# Work instruction
Here is a set of records. Copy them all exactly.

# Extracted material
● ● ●
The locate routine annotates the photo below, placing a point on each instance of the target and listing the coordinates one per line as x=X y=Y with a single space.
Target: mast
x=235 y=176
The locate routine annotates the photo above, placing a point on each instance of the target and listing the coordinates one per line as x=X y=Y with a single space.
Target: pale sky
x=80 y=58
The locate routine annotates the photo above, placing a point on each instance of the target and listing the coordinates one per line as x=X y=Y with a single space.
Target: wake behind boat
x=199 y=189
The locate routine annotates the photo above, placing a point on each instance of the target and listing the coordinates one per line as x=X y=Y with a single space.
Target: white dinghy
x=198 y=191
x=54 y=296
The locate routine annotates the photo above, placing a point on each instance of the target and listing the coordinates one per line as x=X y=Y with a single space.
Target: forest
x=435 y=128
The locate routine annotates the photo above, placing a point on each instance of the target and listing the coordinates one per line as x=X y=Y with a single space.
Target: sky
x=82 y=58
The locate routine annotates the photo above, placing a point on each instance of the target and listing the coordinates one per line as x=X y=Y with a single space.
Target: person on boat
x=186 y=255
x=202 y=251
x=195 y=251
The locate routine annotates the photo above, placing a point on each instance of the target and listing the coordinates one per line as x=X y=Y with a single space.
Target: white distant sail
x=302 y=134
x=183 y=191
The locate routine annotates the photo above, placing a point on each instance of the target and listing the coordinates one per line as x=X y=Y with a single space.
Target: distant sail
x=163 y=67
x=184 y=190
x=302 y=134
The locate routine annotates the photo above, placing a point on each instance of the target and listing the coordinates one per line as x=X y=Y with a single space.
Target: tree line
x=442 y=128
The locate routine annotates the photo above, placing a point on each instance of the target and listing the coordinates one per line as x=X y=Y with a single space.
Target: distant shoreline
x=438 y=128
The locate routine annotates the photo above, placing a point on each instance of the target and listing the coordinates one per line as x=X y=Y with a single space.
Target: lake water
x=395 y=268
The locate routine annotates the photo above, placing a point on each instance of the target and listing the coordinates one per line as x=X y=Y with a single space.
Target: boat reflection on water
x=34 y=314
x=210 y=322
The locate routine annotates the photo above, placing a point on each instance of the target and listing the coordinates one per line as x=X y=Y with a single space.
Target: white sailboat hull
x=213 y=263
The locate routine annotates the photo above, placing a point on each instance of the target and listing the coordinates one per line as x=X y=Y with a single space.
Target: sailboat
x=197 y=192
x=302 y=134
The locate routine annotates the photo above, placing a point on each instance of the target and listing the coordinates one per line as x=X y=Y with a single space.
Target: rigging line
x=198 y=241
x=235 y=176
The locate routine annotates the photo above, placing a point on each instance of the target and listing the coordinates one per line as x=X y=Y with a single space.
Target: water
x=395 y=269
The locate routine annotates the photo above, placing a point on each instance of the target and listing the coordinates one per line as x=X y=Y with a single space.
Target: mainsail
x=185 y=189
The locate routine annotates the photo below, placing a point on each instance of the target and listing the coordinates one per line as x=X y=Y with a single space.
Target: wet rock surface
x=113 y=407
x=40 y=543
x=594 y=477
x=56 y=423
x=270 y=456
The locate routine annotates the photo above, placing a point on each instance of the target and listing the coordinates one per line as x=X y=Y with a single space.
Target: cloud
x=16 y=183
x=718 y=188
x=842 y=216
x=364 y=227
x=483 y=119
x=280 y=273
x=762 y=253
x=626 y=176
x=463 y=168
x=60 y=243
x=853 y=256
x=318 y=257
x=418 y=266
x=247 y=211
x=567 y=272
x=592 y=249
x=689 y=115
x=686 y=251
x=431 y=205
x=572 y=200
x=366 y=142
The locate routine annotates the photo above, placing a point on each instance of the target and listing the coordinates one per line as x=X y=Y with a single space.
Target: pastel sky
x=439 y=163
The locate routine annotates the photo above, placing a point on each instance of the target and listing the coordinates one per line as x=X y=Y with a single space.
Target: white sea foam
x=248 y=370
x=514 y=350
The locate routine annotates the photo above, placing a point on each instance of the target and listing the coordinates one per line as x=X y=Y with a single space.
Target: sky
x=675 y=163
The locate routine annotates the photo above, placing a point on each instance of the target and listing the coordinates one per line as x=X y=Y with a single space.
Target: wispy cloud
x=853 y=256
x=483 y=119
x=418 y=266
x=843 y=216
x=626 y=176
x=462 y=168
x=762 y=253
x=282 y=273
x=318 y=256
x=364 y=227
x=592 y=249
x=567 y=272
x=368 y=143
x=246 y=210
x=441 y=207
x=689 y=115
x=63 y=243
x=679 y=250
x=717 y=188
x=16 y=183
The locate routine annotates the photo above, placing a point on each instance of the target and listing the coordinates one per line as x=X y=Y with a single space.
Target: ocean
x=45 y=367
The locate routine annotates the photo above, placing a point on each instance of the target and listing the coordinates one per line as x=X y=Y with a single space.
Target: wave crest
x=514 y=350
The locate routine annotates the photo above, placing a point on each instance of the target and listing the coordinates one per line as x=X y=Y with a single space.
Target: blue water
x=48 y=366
● ● ●
# Answer area
The locate routine annotates the photo below, placing a point on each instance of the target and listing the coordinates one per line as x=X y=Y with a single space.
Target: mast
x=235 y=176
The locate routine annotates the photo above, placing a point on each instance of the target and listing the coordinates one per line as x=X y=Y with a single space.
Target: pale sky
x=80 y=58
The locate routine annotates the photo above, placing a point on each instance of the target and listing the coordinates one per line as x=X y=Y with a single space.
Target: wake behind boat
x=199 y=189
The locate routine annotates the photo above, placing a point on each instance of the target and listing the coordinates one per line as x=X y=Y with a single space.
Target: white dinghy
x=198 y=191
x=54 y=296
The locate routine annotates the photo above, placing a point on each instance of the target and listing the coordinates one per line as x=X y=Y with a single space.
Target: forest
x=435 y=128
The locate routine annotates the photo above, placing a point on each instance of the target and listing the coordinates one per line as x=X y=Y with a single space.
Target: sky
x=82 y=58
The locate routine annotates the photo above, placing a point on each instance of the target and listing the coordinates one per line as x=X y=Y with a single space.
Target: person on boat
x=186 y=255
x=202 y=251
x=195 y=251
The locate routine annotates the photo above, placing a point on each instance of the target and listing the coordinates one per line as x=X y=Y with a single space.
Target: white distant sail
x=302 y=134
x=183 y=191
The locate routine annotates the photo above, placing a point on each instance of the target and listing the coordinates one per line as x=X y=Y with a single space.
Target: distant sail
x=163 y=67
x=184 y=190
x=302 y=134
The locate routine annotates the photo above, placing a point on each instance of the target and listing the coordinates one per line as x=X y=Y with a single space.
Target: tree line
x=442 y=128
The locate routine annotates the photo above, placing a point on each instance of the target and listing the coordinates one per line as x=X y=Y with a single space.
Target: distant shoreline
x=438 y=128
The locate routine annotates the photo above, placing a point on each instance of the target and listing the coordinates one per line as x=X y=Y with a single space.
Target: lake water
x=395 y=268
The locate routine annotates the photo above, placing a point on each instance of the target and listing the coordinates one per line as x=X y=Y with a single space.
Target: boat reflection on water
x=34 y=314
x=210 y=322
The locate routine annotates the photo above, placing a point on each instance of the target and listing the coordinates one per line as x=X y=Y with a single space.
Target: white sailboat hull
x=213 y=263
The locate routine annotates the photo above, placing a point on each instance of the target and listing the coordinates one per line as x=X y=Y with a single space.
Target: sailboat
x=197 y=192
x=302 y=134
The locate routine annotates the photo above, placing a point on each instance of the target and listing the coordinates one per line as x=X y=Y with a single space.
Target: rigging line
x=198 y=241
x=235 y=176
The locate routine annotates the photo above, placing a point on each instance of the target and listing the coordinates one per line as x=X y=Y with a single space.
Target: water
x=395 y=269
The locate routine annotates the photo above, placing a point on each instance of the target and listing the coordinates one per line as x=X y=Y with a single space.
Target: mainsail
x=185 y=189
The locate routine annotates the photo below, placing a point on each instance of the target and listing the coordinates one per line as x=X y=Y with a single space.
Target: wet rock surface
x=113 y=407
x=40 y=543
x=594 y=477
x=56 y=423
x=270 y=456
The locate routine annotates the photo above, placing a point on each instance of the target and listing the coordinates one per line as x=X y=Y with a single space.
Target: cloud
x=16 y=183
x=718 y=188
x=842 y=216
x=364 y=227
x=483 y=119
x=280 y=273
x=762 y=253
x=626 y=176
x=463 y=168
x=60 y=243
x=853 y=256
x=318 y=257
x=418 y=266
x=247 y=211
x=567 y=272
x=592 y=249
x=689 y=115
x=686 y=251
x=431 y=205
x=572 y=200
x=366 y=142
The locate routine annotates the photo above, placing a point on each instance of the target and listing the coordinates one per line as x=X y=Y with a single space.
Target: pastel sky
x=439 y=163
The locate routine annotates the photo above, placing a point on each instance of the target and listing the coordinates one per line as x=X y=Y with a single space.
Target: white sea foam
x=248 y=370
x=514 y=350
The locate routine annotates the photo above, placing a point on each instance of the target and listing the coordinates one per line as x=X y=Y with a single space.
Target: sky
x=675 y=163
The locate routine annotates the photo above, placing a point on each instance of the target and listing the coordinates one per line as x=X y=Y with a single space.
Target: wispy cloud
x=853 y=256
x=483 y=119
x=418 y=266
x=843 y=216
x=626 y=176
x=462 y=168
x=762 y=253
x=282 y=273
x=318 y=256
x=364 y=227
x=592 y=249
x=567 y=272
x=368 y=143
x=246 y=210
x=441 y=207
x=689 y=115
x=63 y=243
x=679 y=250
x=717 y=188
x=16 y=183
The locate routine annotates the photo above, placing a point on each instance of the target and listing the coordinates one per line as x=X y=Y with a single space.
Target: ocean
x=45 y=367
The locate routine annotates the photo above, placing a point on each instance of the target and listing the coordinates one per line as x=X y=Y with a single space.
Target: wave crest
x=514 y=350
The locate routine annotates the photo above, placing a point on each instance of the target and listing the coordinates one per line as x=X y=Y with a single space.
Target: blue water
x=48 y=366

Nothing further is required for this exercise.